Data section —
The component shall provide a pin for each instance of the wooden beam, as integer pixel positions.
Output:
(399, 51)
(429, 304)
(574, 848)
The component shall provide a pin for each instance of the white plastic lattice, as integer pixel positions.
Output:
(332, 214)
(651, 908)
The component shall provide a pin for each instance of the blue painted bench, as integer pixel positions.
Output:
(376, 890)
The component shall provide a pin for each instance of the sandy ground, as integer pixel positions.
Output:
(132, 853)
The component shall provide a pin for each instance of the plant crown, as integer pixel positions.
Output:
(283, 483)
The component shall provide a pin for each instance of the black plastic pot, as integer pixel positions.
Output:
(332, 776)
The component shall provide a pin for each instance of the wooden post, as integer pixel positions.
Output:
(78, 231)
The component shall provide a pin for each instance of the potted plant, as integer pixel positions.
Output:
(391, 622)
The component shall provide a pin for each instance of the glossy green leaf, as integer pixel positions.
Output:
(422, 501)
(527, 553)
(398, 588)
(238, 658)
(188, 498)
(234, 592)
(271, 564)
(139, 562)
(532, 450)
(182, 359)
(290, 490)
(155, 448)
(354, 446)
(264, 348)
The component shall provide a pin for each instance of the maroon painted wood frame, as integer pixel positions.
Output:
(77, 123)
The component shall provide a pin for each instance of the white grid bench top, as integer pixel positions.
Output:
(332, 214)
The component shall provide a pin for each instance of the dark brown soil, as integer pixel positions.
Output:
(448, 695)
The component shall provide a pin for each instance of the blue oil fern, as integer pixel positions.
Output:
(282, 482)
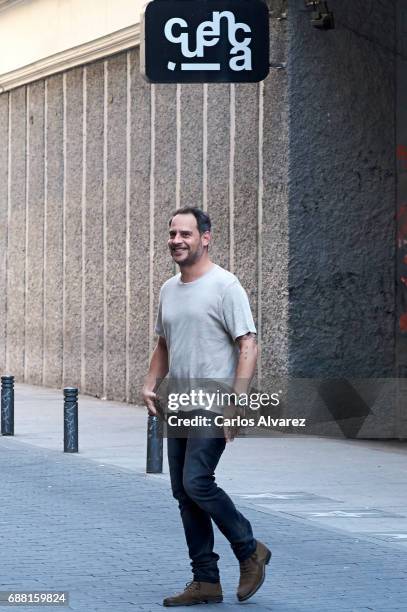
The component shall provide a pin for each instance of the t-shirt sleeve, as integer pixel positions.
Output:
(236, 311)
(159, 328)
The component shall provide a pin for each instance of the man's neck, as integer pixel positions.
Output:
(198, 269)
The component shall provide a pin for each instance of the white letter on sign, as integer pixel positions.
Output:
(206, 29)
(243, 61)
(182, 38)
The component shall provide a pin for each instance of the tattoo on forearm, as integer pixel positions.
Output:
(245, 350)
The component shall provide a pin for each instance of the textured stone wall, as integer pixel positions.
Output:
(297, 174)
(92, 163)
(342, 191)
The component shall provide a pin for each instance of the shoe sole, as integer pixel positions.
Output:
(266, 562)
(194, 603)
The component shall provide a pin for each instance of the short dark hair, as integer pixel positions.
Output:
(202, 218)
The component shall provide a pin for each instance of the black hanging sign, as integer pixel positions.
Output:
(205, 41)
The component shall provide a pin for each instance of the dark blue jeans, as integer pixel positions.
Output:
(192, 463)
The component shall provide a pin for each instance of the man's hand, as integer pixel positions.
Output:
(157, 371)
(149, 399)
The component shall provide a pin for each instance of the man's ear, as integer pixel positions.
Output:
(206, 238)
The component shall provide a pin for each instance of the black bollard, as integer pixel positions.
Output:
(70, 420)
(154, 445)
(7, 405)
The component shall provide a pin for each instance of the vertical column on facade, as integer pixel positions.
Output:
(4, 154)
(73, 151)
(218, 155)
(54, 238)
(273, 211)
(115, 227)
(246, 189)
(92, 322)
(401, 217)
(165, 161)
(191, 145)
(16, 234)
(34, 234)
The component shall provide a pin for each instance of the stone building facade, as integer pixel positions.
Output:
(298, 174)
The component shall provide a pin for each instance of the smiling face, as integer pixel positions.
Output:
(186, 244)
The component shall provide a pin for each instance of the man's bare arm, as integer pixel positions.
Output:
(245, 370)
(246, 365)
(158, 370)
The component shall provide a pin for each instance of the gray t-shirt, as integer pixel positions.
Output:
(200, 322)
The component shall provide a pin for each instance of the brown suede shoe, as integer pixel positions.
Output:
(253, 572)
(195, 593)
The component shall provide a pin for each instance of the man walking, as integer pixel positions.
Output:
(205, 330)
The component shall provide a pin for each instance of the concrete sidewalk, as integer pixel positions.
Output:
(354, 486)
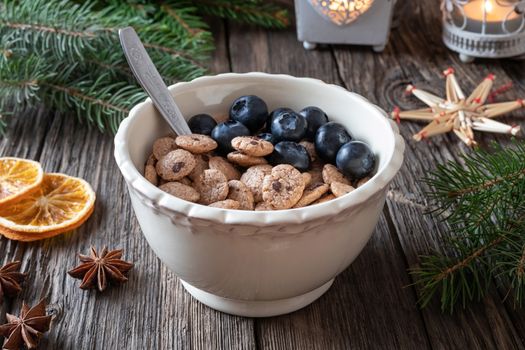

Assignment — Each line above that contains the word "stone" should be copied.

Response to this task —
The component shall provide a pin for each instance of the textured stone wall, as integer pixel positions.
The component shall provide a pin for each instance of the stone building facade, as integer pixel positions.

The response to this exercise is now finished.